Task brief: Copy the records below exactly, from the line containing "[locate] the distant" through the last line, and leave out every picture.

Records for processing:
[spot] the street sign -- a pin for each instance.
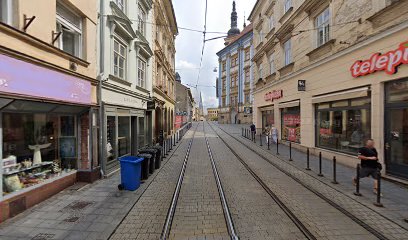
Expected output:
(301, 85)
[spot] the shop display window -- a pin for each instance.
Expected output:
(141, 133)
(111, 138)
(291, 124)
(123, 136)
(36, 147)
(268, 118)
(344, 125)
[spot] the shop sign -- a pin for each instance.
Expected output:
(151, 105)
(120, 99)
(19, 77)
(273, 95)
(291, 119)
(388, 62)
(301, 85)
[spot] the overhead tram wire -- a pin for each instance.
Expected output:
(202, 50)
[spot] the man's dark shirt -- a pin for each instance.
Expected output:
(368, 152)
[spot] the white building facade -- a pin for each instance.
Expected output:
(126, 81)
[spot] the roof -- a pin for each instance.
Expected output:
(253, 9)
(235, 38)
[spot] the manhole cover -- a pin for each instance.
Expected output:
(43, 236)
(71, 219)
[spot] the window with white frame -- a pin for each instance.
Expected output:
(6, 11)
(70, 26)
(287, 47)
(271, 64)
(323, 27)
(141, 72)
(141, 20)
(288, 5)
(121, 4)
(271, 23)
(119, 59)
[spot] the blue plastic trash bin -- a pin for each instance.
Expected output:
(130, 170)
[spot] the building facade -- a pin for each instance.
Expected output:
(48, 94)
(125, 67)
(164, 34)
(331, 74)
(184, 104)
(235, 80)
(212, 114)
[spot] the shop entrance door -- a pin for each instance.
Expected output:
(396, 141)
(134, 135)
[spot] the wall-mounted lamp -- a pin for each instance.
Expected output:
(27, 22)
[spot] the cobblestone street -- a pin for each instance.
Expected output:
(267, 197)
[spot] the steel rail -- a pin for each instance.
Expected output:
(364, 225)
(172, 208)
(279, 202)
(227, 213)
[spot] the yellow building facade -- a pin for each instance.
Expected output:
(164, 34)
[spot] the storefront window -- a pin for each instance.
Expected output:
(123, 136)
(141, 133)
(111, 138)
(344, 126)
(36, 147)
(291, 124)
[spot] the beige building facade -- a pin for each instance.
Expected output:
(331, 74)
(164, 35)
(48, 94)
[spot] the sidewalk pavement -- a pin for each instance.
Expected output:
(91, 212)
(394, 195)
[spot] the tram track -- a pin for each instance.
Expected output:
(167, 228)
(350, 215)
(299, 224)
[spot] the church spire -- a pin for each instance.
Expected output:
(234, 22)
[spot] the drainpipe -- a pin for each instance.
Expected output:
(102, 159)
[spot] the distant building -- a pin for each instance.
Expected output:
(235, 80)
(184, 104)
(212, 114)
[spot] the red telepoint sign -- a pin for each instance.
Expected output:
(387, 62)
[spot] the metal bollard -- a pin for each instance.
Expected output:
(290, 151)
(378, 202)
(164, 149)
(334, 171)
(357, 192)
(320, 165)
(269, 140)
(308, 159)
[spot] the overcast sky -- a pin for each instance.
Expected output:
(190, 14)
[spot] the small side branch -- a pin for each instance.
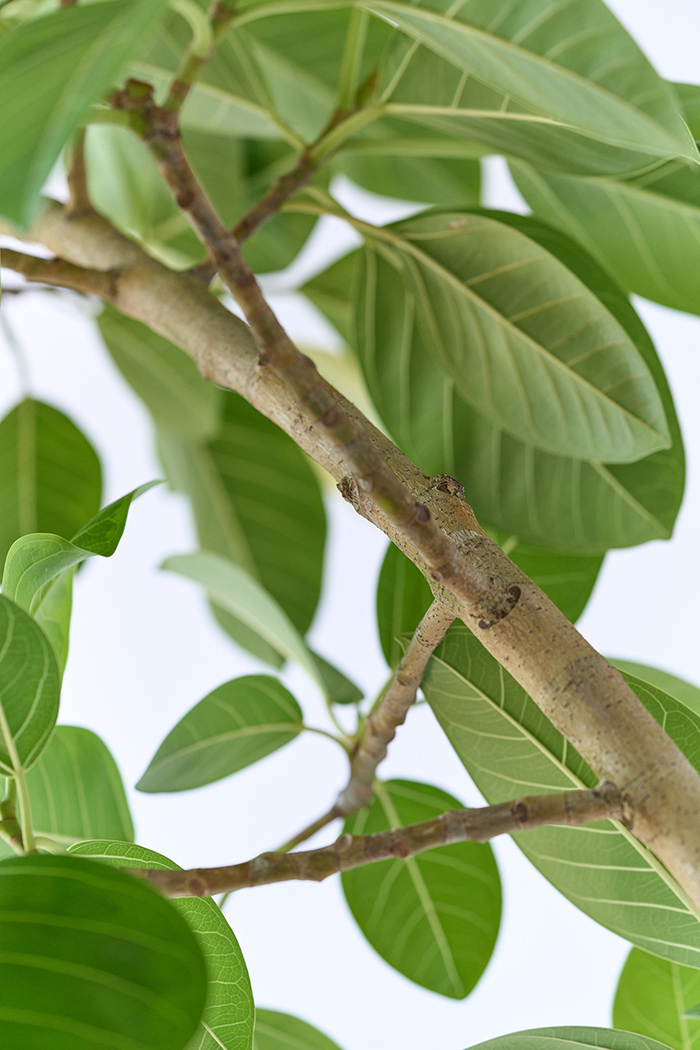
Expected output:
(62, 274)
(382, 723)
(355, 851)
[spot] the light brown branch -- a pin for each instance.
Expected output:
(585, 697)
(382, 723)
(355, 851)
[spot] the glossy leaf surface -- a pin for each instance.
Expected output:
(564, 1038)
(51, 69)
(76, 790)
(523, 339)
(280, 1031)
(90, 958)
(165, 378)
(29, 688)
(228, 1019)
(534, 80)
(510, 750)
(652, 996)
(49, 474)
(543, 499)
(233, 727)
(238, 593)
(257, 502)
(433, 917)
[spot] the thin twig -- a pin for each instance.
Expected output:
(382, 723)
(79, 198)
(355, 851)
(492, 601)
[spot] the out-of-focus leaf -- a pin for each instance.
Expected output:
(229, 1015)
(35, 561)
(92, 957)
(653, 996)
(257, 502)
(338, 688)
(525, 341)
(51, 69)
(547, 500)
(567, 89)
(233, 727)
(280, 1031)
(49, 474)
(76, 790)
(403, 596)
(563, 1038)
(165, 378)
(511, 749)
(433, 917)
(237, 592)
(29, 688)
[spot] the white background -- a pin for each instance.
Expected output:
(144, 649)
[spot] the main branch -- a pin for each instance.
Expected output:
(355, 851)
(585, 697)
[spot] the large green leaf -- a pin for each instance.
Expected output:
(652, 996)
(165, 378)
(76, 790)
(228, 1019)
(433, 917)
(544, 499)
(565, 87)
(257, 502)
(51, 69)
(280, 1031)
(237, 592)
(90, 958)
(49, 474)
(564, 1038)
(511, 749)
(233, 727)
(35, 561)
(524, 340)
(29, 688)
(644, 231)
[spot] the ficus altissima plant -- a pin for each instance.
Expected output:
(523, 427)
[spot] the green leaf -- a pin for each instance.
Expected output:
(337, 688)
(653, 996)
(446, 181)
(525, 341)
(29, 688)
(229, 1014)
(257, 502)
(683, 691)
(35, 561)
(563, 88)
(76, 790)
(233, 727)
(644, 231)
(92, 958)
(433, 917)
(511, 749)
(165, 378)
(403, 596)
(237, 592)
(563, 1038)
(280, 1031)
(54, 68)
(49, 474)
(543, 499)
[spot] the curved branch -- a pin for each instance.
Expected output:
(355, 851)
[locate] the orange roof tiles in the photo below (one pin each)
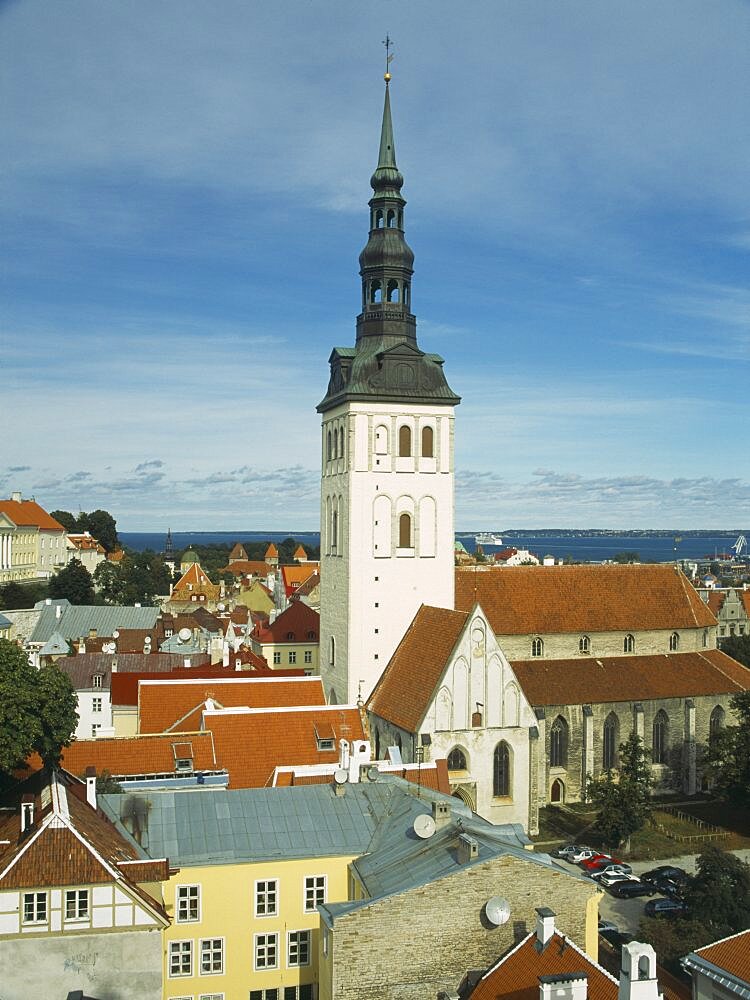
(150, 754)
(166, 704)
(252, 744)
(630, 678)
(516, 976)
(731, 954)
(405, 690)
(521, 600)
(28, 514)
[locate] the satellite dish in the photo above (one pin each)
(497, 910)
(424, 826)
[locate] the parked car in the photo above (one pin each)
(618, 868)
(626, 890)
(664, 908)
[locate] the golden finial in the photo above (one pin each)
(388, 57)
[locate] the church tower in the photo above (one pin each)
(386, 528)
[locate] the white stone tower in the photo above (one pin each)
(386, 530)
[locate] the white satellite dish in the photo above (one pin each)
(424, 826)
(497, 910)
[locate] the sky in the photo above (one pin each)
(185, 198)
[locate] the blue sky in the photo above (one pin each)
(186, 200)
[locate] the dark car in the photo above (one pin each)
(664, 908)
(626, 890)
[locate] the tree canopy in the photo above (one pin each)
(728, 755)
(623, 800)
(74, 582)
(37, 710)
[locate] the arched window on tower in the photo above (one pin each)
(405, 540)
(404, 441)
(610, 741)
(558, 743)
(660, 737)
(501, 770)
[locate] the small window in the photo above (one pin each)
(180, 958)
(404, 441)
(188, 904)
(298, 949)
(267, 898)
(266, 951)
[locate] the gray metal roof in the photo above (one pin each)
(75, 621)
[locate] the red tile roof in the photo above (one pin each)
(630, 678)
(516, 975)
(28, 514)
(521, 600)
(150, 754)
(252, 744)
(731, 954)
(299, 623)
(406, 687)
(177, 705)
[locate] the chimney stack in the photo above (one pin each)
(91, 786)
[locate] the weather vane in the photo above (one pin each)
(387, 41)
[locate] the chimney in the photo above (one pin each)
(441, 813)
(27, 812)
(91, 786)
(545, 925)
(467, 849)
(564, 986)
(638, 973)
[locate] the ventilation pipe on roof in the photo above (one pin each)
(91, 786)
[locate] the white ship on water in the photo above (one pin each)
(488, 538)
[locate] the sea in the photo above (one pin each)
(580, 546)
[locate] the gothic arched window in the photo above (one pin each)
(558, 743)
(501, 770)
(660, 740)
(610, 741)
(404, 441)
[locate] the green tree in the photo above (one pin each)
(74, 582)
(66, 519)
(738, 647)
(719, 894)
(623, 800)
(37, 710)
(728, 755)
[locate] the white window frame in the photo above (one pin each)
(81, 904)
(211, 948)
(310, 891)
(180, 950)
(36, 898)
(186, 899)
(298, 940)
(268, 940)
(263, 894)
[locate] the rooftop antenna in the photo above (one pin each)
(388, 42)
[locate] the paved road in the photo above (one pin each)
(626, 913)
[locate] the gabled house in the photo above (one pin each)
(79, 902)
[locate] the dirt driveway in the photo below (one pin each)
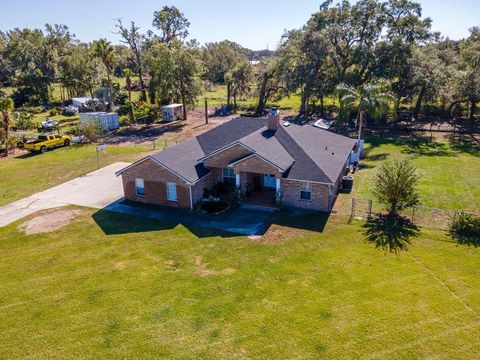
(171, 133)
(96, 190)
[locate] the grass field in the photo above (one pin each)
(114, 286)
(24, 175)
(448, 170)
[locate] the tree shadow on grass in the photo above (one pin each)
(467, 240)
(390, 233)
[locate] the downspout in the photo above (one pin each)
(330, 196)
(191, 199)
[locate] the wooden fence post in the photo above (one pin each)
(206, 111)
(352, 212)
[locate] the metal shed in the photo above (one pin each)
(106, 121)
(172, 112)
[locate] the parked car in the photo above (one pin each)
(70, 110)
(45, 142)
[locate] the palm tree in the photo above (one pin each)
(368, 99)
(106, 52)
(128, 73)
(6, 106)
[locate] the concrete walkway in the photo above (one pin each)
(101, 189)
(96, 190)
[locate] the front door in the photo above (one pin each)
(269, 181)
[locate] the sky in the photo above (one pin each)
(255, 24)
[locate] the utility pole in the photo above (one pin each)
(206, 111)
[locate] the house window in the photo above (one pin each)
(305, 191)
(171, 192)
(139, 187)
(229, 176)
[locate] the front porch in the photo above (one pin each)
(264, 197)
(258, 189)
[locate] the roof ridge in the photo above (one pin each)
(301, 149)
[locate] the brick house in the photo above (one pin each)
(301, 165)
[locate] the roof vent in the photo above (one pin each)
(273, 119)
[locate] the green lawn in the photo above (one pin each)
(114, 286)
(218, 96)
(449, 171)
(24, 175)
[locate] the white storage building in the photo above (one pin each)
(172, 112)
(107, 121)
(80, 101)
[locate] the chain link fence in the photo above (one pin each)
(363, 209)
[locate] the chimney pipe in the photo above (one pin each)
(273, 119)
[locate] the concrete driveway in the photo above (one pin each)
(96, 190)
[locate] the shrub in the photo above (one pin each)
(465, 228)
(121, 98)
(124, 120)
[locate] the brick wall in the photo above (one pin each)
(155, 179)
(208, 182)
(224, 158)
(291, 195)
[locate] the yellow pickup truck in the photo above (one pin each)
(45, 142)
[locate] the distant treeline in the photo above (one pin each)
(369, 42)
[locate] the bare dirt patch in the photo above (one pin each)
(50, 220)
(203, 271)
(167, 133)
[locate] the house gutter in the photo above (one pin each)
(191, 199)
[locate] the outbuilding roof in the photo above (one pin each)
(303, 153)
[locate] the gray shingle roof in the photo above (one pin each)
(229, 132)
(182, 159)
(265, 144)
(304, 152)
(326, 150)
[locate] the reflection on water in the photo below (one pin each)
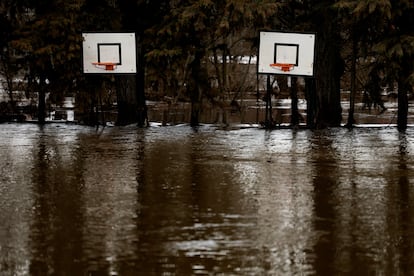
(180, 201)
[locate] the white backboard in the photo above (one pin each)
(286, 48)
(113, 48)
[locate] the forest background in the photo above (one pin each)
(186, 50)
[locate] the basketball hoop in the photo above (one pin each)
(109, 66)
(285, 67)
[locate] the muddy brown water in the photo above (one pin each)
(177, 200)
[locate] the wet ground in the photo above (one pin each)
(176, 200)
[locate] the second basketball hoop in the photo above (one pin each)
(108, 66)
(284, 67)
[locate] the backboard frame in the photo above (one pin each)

Task output:
[locate] the distant treeline in the photo above (one pin each)
(369, 42)
[locate] the bare dirt patch in the photo above (one pin each)
(50, 220)
(203, 271)
(167, 133)
[locate] the house gutter in the photo above (one pin each)
(191, 199)
[locate] the outbuilding roof in the photo above (one pin each)
(303, 153)
[locate] the gray shingle roof in the photo above (one pin each)
(229, 132)
(182, 159)
(265, 144)
(304, 152)
(326, 150)
[locate] the reflection on water in the photo below (one pin each)
(180, 201)
[locate] the white backboard in the photo above (one pin each)
(286, 48)
(113, 48)
[locate] the forest background in the photo above (one pin each)
(186, 50)
[locate] the basketball hoop in the photo above (one pin each)
(109, 66)
(285, 67)
[locate] the muddy brown water in the photo above (one pin each)
(177, 200)
[locate] the wet ground in the photo above (one pin each)
(176, 200)
[locate] the second basketball hoop in the photo above (one pin each)
(108, 66)
(284, 67)
[locate] the backboard frame in the photo above (one pin each)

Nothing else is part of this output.